(Records from an annotation dataset)
— begin —

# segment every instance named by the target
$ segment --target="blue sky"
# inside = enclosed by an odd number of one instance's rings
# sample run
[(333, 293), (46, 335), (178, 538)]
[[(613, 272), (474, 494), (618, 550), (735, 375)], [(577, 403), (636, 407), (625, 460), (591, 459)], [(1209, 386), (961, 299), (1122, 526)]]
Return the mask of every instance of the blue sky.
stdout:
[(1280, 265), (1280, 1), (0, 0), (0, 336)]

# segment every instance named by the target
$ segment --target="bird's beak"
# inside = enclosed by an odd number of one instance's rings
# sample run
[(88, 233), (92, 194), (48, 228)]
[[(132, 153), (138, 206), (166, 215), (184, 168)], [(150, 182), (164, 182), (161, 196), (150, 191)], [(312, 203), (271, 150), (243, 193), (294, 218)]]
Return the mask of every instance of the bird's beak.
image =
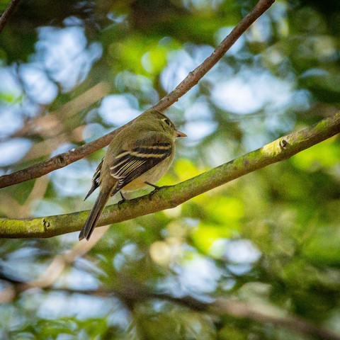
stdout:
[(176, 137), (187, 137), (185, 133), (183, 133), (181, 131), (176, 130)]

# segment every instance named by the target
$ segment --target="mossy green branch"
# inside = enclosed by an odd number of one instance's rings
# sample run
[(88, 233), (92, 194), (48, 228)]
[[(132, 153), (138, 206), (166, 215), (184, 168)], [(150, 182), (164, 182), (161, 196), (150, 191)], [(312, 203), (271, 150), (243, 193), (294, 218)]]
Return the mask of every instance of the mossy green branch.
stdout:
[[(340, 132), (340, 112), (176, 186), (107, 207), (98, 226), (122, 222), (174, 208), (193, 197), (269, 164), (287, 159)], [(89, 210), (44, 217), (0, 219), (0, 237), (51, 237), (80, 230)]]

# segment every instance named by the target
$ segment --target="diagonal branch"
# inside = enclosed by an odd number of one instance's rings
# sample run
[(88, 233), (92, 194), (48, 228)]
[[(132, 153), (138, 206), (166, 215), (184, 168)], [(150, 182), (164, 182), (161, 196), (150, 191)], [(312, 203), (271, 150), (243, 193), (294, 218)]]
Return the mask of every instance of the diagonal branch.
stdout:
[[(176, 186), (107, 207), (98, 226), (125, 221), (138, 216), (174, 208), (193, 197), (269, 164), (288, 159), (315, 144), (340, 132), (340, 111), (314, 125), (286, 136), (217, 168)], [(45, 217), (8, 220), (0, 218), (0, 237), (51, 237), (80, 230), (89, 210)]]
[[(240, 35), (273, 3), (275, 0), (259, 0), (253, 10), (247, 14), (232, 30), (220, 45), (200, 66), (170, 94), (161, 99), (152, 108), (163, 111), (177, 101), (184, 94), (193, 87), (199, 80), (223, 57)], [(130, 124), (128, 123), (128, 124)], [(124, 125), (124, 126), (126, 126)], [(122, 127), (123, 128), (123, 127)], [(113, 136), (122, 129), (120, 128), (90, 143), (85, 144), (67, 152), (60, 154), (46, 161), (38, 163), (22, 170), (0, 176), (0, 188), (13, 186), (19, 183), (37, 178), (54, 170), (62, 168), (84, 158), (95, 151), (106, 147)]]
[(20, 0), (11, 0), (5, 11), (2, 13), (1, 16), (0, 16), (0, 33), (2, 32), (2, 30), (9, 19), (9, 17), (14, 11), (14, 9), (19, 1)]

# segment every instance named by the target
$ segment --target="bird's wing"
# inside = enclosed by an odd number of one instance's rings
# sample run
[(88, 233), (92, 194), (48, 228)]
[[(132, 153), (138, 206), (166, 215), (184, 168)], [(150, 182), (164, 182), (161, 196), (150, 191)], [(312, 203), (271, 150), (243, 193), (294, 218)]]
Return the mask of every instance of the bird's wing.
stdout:
[(129, 183), (169, 157), (173, 142), (162, 134), (137, 140), (128, 150), (122, 150), (110, 166), (111, 176), (118, 180), (115, 191), (118, 192)]
[(86, 197), (84, 200), (85, 200), (101, 184), (101, 182), (100, 182), (101, 170), (101, 166), (103, 165), (103, 160), (104, 159), (103, 158), (103, 159), (101, 161), (99, 164), (98, 164), (97, 169), (94, 172), (94, 177), (92, 178), (92, 186), (91, 187), (91, 189), (87, 193)]

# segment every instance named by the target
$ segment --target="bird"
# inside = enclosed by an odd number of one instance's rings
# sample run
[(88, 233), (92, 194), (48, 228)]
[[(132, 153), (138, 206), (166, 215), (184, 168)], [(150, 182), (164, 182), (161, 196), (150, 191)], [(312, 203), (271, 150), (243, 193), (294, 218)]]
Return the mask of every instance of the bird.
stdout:
[[(171, 120), (157, 110), (148, 110), (123, 127), (110, 143), (99, 163), (85, 200), (97, 188), (99, 194), (79, 234), (89, 240), (110, 198), (154, 184), (174, 159), (175, 140), (186, 137)], [(122, 193), (123, 192), (123, 193)]]

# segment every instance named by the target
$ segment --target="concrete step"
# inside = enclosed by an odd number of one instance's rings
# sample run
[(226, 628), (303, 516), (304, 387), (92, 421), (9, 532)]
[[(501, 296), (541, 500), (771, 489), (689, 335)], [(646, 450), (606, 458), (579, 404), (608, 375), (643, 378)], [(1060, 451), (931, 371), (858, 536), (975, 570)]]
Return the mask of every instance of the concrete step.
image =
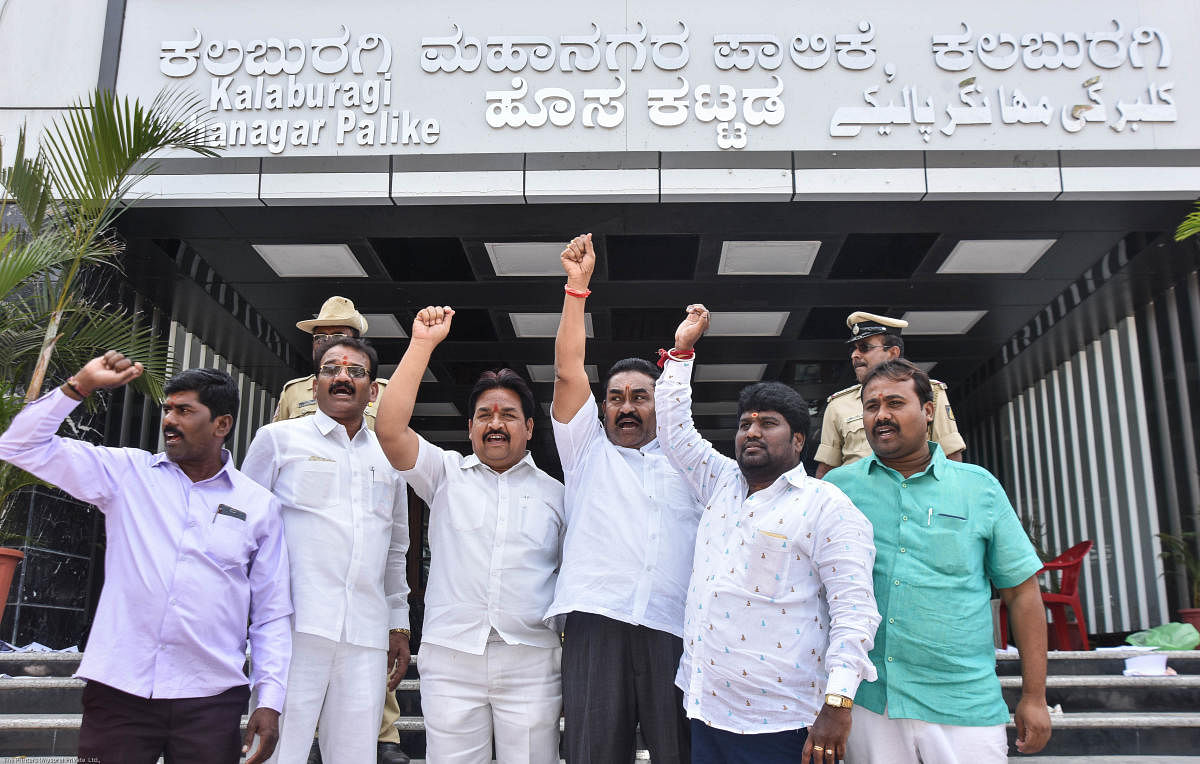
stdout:
[[(1200, 650), (1162, 650), (1166, 664), (1181, 674), (1200, 674)], [(1135, 650), (1051, 650), (1046, 654), (1046, 674), (1080, 676), (1085, 674), (1118, 675), (1124, 670), (1124, 660), (1145, 655)], [(996, 654), (996, 673), (1001, 676), (1020, 676), (1021, 662), (1008, 652)]]
[[(1001, 676), (1008, 708), (1021, 697), (1020, 676)], [(1200, 674), (1178, 676), (1046, 676), (1046, 703), (1078, 711), (1169, 712), (1200, 709)]]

— end —

▶ Problem requirements: How many lines of the data above contain the string "beak"? Reply with the number alone.

▶ Exercise output: 2